Task requirements ->
Return each of the records below word for word, changing and adding nothing.

Entries shown ->
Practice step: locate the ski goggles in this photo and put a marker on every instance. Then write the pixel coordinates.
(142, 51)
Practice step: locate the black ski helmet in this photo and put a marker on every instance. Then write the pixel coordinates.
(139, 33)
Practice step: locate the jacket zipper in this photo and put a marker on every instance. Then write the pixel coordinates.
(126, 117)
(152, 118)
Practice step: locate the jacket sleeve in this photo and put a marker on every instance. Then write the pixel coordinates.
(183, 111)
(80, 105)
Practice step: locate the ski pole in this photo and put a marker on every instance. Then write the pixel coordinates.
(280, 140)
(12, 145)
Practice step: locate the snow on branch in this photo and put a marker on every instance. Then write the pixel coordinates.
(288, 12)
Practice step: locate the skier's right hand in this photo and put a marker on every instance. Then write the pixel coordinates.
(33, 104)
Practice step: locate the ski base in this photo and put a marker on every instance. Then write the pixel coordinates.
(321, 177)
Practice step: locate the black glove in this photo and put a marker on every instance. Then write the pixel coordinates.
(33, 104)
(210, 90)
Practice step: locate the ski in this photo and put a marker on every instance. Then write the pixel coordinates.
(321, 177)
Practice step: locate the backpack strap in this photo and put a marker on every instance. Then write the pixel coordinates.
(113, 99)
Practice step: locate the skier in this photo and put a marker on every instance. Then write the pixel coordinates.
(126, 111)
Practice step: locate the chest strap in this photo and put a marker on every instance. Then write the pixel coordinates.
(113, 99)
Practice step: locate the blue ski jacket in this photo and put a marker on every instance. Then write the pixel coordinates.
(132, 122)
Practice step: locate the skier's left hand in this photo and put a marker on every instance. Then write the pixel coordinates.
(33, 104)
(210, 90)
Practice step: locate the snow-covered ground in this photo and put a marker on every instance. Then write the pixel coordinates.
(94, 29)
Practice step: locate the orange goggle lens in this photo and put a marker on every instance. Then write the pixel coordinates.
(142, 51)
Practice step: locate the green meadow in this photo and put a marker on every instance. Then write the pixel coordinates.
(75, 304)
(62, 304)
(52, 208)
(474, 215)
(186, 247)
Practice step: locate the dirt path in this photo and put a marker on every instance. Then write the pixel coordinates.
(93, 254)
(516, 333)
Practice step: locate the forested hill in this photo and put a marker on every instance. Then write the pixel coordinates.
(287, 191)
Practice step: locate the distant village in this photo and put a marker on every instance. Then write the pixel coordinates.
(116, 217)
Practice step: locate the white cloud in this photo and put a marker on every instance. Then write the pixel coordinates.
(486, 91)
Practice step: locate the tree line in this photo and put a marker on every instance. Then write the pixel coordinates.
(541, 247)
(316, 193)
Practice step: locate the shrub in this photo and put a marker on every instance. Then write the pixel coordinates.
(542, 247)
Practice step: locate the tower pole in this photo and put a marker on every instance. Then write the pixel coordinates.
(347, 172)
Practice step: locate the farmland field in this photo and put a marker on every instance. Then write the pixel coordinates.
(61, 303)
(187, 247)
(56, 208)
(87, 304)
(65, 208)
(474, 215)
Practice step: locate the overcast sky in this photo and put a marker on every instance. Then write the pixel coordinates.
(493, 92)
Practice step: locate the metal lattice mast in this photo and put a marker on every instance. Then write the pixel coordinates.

Output for this task ->
Practice step: locate the ski goggles in this photo and put a marker on every instance. Then write the pixel coordinates.
(142, 51)
Practice step: locate the black ski helmet in this photo and put a marker on every instance. Then write the pixel coordinates.
(139, 33)
Practice step: locate the jacket zipper in this photo and put a marker on every instance. Then write the pixel coordinates.
(126, 117)
(152, 118)
Practice step: locate the jacket sleeve in this photo and put a marker on every instance. Then write the pixel coordinates.
(183, 111)
(80, 105)
Practice step: locate the ski pole in this photo and put a marker on every instance. Then write the pixel coordinates.
(280, 140)
(12, 145)
Practice step: locate the snow on branch in this photo and put a marker on every instance. Then write the pixel coordinates.
(288, 12)
Practice step: locate the skier's right hand in this photo and put a marker on every instance. Then write the pixel coordinates.
(33, 104)
Practice step: locate the ski base in this photo and put a marker on every instance. Then write the pixel coordinates.
(321, 177)
Practice step: locate the black glove in this photo and put a marker on every instance. Then write the pixel coordinates.
(33, 104)
(210, 90)
Practice step: locate the ski in this photo and put a marker on every instance. Then write the pixel coordinates.
(321, 177)
Practice step: locate the backpack strap in this photo and put a marker on every instance. Then write the pixel coordinates.
(113, 99)
Practice step: locate the skier in this photo and put a marker on every instance. Then write the pixel coordinates.
(126, 111)
Practice step: locate the chest strap in this photo and put a marker on every instance. Then write the pixel coordinates.
(113, 99)
Practice step: locate the blue ski jacket in this photo and put a marker on every instance. Then write the pixel coordinates.
(132, 122)
Practice step: locate the skier's left hand in this photo and put a marker on every instance. Then write the pixel coordinates.
(33, 104)
(210, 90)
Practice step: locate the snow-covered ground in this photo and put a marker on every instance. Then write the pixel coordinates.
(94, 29)
Practice step: locate the orange goggle lens in this photo and put a marker on every instance. Then write the pixel coordinates.
(142, 51)
Practice step: locate the green meadow in this photo and put a marker on every instance. Then write the pixel coordinates.
(75, 304)
(62, 304)
(52, 208)
(474, 215)
(186, 247)
Practice step: locate the dirt path in this photo and put a marker on every instance. Then write the pixel coordinates.
(93, 254)
(516, 333)
Practice step: locate the forested hill in this photo and put a marker on every instance. Then write the pixel coordinates.
(287, 191)
Practice step: locate the distant village in this photo and put a marker on every instance. Then write the pixel coordinates.
(116, 217)
Practice step: locate the white cloud in this photo and put a marker on every instance. Then write the pixel coordinates.
(486, 91)
Practice step: locate the tree line in this photo and put a marker on every instance. Then write the pixel coordinates.
(541, 247)
(316, 193)
Practice step: locate the shrub in this photo and put a marker on every instance. Then write the pixel coordinates.
(542, 247)
Practice step: locate the tower pole in this photo and put a marker on every instance. Then write the pixel coordinates.
(347, 172)
Practice step: locate the farmland field in this photo and put a marker on every instance. Then write the pixel coordinates.
(61, 303)
(187, 247)
(56, 208)
(87, 304)
(65, 208)
(474, 215)
Practice step: locate the overcast sky in this photo and put a marker on every instance. Then write the pixel coordinates.
(493, 92)
Practice step: locate the metal lattice mast in this photo and put a marker on every instance. Then write the pixel coordinates.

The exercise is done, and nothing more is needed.